#### [Exercise set]
[1] Reproduce the passage on resilient cities word for word, from "What answers will" up to and including "of urban dwellers.".
[2] Answer these questions from the passage on resilient cities:
(a) By what year does the passage say we will face a very complicated equation?
(b) According to the UN, what share of global urban expansion will take place in the developing world over the next few decades?
(c) How many people already live in informal settlements today?

As the number of people in our world continues to grow, the potential for a variety of challenges and crises grows right along with it, and by 2050, we’ll be presented with a very complicated equation. In particular, densely packed environments, such as megacities and informal housing, will be confronted with a variety of challenges that arise from a warming climate as well as rapid urban expansion.
What answers will these settlements find in the future? And what future answers can we start looking for today?
Over the last four or five years, “resilience thinking” has started to shape how urban planners think about growing the cities of tomorrow. It's a broad-spectrum agenda that seeks to infuse cities with greater responsiveness to extreme events and ultimately, improve the lives of the next generation of urban dwellers.
So, what does it take to build more resilient cities? At Covestro we believe innovative materials have the power to provide a brighter future for tomorrow’s urban ecosystems.
According to the UN, over the next few decades, 95% of global urban expansion will take place in the developing world. Today, over 883 million people already live in informal settlements, and most of these settlements are found in East and Southeast Asia. These kinds of low-income – or rather no-income – households are more frequently and more severely affected by natural disasters.

#### [Data supplied]
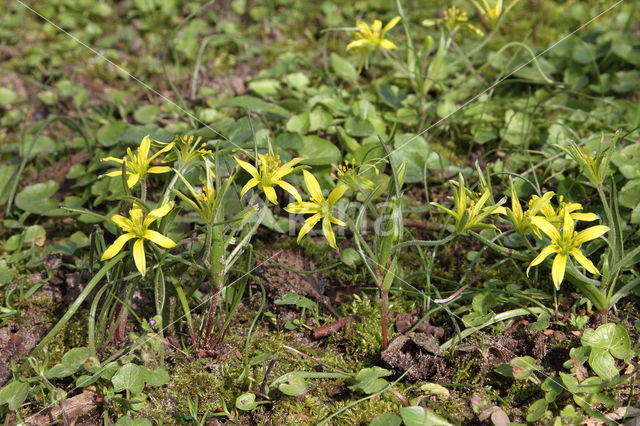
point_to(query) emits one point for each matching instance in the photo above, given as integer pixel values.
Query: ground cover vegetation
(291, 212)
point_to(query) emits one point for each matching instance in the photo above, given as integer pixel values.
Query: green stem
(76, 304)
(499, 317)
(143, 190)
(428, 243)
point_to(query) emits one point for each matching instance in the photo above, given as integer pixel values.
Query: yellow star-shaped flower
(565, 244)
(370, 38)
(138, 227)
(137, 166)
(269, 174)
(321, 209)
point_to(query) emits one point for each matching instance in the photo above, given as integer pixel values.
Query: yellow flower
(454, 19)
(321, 209)
(492, 14)
(138, 227)
(270, 173)
(370, 38)
(470, 214)
(137, 166)
(522, 220)
(565, 244)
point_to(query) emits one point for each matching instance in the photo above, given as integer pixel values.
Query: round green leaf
(610, 337)
(14, 394)
(246, 402)
(420, 416)
(147, 114)
(386, 419)
(294, 385)
(536, 410)
(36, 198)
(603, 364)
(109, 135)
(129, 377)
(318, 151)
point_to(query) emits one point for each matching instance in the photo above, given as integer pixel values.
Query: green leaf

#### [Answers to the problems]
[1]
What answers will these settlements find in the future? And what future answers can we start looking for today?
Over the last four or five years, “resilience thinking” has started to shape how urban planners think about growing the cities of tomorrow. It's a broad-spectrum agenda that seeks to infuse cities with greater responsiveness to extreme events and ultimately, improve the lives of the next generation of urban dwellers.

[2]
(a) 2050
(b) 95%
(c) Over 883 million